Extract the stretch of the listing below from its first line through the line containing "[375,436,499,498]", both included, and repeat it word for word.

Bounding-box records
□ □ □ □ □ □ □
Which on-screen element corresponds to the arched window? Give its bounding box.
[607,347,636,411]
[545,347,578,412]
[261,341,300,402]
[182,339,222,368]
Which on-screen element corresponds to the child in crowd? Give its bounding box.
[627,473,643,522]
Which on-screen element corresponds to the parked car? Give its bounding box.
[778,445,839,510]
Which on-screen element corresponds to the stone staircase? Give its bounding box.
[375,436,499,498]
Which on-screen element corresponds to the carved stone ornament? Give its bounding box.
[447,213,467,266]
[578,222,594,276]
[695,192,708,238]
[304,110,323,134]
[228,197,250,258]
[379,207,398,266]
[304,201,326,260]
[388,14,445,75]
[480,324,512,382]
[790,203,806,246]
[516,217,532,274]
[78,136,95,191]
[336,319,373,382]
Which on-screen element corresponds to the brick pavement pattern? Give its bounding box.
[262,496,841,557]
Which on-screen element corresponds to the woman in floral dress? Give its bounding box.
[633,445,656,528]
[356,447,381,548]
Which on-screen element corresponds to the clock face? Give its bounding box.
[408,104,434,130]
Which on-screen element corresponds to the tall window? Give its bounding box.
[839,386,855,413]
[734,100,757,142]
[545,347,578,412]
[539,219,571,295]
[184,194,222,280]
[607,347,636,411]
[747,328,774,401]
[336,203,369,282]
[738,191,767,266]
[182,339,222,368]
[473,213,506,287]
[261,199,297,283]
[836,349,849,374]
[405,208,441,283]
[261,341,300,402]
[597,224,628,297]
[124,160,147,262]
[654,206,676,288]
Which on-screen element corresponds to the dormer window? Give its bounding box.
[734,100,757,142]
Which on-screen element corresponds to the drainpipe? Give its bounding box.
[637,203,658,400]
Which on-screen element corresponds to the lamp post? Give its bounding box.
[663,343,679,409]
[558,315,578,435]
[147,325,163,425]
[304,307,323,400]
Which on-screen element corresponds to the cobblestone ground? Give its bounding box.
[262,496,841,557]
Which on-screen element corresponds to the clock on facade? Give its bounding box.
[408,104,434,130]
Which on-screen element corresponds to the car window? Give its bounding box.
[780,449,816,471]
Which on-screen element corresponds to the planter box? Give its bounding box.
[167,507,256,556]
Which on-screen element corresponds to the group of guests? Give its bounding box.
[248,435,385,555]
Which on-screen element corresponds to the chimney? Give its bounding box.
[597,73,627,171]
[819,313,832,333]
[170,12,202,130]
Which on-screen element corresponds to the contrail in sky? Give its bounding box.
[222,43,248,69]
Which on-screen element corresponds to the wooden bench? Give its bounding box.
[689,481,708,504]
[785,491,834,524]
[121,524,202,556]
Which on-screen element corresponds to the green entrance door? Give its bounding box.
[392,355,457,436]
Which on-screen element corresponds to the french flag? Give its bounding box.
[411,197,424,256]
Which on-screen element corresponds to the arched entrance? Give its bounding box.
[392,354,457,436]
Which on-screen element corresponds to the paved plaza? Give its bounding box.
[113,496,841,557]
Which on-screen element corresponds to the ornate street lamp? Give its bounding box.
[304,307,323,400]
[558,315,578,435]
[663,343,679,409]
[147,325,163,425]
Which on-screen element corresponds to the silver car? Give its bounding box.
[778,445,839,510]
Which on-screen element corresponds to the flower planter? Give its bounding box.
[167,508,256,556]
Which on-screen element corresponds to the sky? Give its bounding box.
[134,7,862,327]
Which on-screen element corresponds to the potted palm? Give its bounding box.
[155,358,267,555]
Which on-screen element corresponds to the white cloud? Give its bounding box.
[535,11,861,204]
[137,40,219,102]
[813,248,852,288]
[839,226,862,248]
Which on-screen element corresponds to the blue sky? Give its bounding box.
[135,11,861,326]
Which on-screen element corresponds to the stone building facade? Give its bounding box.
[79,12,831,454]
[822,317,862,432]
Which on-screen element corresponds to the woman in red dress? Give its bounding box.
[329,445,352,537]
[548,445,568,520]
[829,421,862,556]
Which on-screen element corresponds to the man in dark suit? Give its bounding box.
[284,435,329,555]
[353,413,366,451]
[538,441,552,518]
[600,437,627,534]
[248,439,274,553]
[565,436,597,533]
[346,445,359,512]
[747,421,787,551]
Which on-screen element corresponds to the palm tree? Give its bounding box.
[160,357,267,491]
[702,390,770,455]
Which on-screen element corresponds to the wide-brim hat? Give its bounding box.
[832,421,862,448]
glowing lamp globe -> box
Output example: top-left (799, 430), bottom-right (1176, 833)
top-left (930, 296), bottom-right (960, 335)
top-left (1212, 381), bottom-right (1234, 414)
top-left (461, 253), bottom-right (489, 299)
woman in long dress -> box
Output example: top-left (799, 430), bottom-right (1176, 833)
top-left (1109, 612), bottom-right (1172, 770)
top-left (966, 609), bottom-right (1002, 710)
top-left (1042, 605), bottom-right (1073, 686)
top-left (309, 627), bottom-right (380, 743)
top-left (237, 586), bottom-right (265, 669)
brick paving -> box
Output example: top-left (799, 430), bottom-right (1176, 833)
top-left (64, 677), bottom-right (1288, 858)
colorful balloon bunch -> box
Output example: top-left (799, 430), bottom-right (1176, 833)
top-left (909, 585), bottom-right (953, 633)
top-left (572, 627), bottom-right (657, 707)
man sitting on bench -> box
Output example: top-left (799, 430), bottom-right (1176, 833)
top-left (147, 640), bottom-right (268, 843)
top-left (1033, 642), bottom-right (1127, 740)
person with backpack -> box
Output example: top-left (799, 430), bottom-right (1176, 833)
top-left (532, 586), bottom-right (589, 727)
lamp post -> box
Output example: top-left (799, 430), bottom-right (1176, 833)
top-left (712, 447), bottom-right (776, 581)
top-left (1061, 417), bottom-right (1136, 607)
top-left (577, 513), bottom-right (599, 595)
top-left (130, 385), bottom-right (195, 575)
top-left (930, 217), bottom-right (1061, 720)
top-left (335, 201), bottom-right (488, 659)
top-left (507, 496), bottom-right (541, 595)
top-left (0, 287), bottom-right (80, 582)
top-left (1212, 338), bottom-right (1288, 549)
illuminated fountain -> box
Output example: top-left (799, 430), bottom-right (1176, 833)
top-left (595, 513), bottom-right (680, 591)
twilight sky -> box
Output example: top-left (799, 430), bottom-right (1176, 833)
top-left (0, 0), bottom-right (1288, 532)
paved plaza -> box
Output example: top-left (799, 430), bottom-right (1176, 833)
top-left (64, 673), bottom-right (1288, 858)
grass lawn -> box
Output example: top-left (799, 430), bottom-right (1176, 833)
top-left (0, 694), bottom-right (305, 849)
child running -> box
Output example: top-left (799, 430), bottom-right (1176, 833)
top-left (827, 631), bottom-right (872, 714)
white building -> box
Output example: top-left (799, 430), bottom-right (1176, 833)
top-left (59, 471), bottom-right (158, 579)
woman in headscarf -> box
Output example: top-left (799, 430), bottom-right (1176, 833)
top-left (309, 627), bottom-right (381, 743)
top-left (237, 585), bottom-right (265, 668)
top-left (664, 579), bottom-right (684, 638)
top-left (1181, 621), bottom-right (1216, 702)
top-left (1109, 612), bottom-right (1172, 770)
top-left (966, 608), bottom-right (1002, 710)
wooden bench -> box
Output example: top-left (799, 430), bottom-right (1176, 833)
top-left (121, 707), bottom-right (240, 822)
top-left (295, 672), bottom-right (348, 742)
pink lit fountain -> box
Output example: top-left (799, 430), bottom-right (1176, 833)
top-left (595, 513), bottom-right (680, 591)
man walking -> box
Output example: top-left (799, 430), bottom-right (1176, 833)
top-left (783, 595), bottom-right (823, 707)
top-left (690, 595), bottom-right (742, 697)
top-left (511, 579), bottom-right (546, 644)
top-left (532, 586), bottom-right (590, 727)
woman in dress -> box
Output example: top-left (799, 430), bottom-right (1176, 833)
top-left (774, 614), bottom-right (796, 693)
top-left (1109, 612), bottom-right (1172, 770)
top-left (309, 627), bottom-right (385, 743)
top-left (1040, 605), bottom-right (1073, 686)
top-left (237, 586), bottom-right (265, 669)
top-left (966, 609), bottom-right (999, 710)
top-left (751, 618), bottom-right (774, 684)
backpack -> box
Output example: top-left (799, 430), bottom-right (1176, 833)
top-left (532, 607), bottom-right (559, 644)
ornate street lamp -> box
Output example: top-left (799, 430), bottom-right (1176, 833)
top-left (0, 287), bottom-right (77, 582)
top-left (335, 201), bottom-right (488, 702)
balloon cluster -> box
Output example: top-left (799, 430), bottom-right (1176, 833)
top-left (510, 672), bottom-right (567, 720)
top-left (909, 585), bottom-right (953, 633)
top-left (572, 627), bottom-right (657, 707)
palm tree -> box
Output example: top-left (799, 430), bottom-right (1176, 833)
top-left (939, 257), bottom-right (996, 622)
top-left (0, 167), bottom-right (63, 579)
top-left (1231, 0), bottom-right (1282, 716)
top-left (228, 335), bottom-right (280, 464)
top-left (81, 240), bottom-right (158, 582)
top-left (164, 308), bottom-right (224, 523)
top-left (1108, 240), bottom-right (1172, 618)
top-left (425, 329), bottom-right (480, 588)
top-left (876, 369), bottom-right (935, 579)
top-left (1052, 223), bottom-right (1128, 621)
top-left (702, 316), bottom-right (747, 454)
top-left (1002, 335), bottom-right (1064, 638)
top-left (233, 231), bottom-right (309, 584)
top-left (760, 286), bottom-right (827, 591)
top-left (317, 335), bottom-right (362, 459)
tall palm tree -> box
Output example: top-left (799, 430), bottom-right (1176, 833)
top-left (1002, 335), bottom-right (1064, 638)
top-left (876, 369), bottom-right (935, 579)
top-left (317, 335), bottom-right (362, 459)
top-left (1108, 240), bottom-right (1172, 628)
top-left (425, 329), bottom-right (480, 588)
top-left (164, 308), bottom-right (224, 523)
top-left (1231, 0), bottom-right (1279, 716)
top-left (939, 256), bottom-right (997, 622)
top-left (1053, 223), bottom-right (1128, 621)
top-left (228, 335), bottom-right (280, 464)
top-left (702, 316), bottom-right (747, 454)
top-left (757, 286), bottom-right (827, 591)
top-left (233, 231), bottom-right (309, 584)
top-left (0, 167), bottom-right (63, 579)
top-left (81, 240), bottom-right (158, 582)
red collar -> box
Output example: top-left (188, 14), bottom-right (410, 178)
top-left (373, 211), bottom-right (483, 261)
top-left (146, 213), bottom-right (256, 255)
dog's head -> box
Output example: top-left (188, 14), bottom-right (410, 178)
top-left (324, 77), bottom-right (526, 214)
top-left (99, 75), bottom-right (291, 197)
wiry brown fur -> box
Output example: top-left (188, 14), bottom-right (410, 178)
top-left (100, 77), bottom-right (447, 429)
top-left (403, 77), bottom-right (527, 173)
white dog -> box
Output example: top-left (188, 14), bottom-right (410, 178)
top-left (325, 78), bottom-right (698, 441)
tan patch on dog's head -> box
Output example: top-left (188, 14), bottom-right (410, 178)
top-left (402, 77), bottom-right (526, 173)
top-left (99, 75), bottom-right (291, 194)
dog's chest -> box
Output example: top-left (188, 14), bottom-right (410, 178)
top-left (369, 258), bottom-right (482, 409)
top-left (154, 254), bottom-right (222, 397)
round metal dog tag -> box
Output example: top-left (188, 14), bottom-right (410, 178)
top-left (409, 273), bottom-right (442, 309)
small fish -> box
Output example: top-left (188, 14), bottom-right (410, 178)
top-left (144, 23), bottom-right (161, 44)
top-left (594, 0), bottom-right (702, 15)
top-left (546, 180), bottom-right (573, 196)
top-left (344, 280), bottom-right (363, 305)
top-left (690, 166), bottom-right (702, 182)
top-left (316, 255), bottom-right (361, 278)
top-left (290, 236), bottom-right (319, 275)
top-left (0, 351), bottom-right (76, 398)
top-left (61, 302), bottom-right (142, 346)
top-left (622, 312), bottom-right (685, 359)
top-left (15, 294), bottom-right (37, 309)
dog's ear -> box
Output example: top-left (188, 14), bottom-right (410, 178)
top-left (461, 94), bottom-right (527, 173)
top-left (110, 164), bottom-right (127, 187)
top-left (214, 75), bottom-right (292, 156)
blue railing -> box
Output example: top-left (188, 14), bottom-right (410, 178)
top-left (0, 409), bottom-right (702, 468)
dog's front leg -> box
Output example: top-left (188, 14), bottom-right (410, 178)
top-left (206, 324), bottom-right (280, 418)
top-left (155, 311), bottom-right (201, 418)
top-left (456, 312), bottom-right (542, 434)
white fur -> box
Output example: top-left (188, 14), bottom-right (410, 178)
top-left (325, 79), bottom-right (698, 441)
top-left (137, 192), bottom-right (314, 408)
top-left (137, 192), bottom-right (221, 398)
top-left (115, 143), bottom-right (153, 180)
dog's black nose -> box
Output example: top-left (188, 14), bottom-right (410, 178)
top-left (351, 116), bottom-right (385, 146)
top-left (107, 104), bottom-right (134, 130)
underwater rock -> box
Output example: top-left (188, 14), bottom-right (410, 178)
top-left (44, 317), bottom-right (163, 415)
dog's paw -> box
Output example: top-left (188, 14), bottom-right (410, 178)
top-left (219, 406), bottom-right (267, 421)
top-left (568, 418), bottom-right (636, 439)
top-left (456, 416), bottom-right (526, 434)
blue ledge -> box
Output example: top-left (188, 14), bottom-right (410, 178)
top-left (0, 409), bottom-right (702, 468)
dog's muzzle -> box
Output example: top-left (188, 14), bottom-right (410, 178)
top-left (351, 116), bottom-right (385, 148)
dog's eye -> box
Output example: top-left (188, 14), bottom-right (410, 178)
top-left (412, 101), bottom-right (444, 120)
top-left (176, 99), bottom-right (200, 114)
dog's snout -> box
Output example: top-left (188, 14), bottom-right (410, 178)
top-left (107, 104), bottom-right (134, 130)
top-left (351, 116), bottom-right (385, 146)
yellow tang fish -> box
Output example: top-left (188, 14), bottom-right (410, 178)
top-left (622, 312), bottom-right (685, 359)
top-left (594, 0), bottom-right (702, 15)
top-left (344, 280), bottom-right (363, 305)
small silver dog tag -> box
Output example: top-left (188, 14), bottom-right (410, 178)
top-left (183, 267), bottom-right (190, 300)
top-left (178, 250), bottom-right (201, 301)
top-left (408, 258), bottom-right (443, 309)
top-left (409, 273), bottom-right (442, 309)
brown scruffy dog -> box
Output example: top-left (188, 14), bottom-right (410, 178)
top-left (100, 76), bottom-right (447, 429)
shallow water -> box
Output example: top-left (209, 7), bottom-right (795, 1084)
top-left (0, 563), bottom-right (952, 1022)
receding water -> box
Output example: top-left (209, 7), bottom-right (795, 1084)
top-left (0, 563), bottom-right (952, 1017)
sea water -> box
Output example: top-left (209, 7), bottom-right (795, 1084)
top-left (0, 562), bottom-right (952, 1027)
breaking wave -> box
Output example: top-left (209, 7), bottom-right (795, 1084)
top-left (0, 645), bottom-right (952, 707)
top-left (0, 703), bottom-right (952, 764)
□ □ □ □ □ □ □
ANSWER TO THE EXERCISE
Which on-screen element corresponds to the arched window? Give its bounding box.
[607,347,636,411]
[545,347,578,412]
[261,341,300,402]
[182,339,222,368]
Which on-screen element corresponds to the child in crowd? Give its bounding box.
[627,473,643,522]
Which on-screen element corresponds to the parked car? Give its bounding box.
[778,445,839,510]
Which on-screen element corresponds to the stone staircase? Give its bounding box.
[375,436,499,498]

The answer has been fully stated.